Segment Start: THE INPUT
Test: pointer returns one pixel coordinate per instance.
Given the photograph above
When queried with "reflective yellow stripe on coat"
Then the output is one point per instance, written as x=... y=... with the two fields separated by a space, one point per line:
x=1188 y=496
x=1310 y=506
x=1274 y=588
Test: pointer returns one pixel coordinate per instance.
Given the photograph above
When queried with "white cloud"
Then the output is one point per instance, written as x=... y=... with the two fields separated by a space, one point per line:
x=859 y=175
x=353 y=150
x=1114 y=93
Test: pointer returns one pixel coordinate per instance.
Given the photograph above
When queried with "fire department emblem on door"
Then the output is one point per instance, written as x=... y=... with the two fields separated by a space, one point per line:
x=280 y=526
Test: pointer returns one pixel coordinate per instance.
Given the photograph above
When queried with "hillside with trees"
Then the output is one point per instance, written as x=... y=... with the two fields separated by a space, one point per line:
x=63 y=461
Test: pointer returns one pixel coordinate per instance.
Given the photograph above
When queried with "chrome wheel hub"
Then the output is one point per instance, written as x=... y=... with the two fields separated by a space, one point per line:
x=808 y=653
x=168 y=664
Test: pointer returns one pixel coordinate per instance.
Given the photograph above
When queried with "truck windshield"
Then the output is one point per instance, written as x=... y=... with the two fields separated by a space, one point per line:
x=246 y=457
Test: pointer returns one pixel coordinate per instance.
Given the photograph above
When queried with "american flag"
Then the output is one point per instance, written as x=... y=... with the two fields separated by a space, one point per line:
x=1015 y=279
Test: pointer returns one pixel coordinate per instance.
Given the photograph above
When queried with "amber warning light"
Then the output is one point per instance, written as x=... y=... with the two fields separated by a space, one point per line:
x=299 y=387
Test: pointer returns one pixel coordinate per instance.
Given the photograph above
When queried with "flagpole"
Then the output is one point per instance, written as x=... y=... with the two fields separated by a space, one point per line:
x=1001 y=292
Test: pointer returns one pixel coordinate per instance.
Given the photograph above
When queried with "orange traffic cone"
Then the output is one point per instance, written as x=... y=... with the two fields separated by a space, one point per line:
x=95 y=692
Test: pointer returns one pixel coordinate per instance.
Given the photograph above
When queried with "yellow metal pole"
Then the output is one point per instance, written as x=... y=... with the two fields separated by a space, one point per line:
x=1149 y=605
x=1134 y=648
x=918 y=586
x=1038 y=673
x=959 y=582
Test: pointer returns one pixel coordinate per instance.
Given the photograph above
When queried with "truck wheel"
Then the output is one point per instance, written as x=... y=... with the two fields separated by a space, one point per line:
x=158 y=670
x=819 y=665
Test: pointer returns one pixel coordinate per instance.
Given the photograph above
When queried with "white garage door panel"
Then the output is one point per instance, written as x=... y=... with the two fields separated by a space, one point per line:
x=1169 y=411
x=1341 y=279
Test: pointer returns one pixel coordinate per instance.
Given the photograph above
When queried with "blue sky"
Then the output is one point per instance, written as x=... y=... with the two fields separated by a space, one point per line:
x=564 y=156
Segment End: THE INPUT
* [ACTION ITEM] What are the lines of the data above that include the string "white"? Copy them.

* [YOUR RESPONSE]
When queried with "white cloud"
When queried with "white garage door panel"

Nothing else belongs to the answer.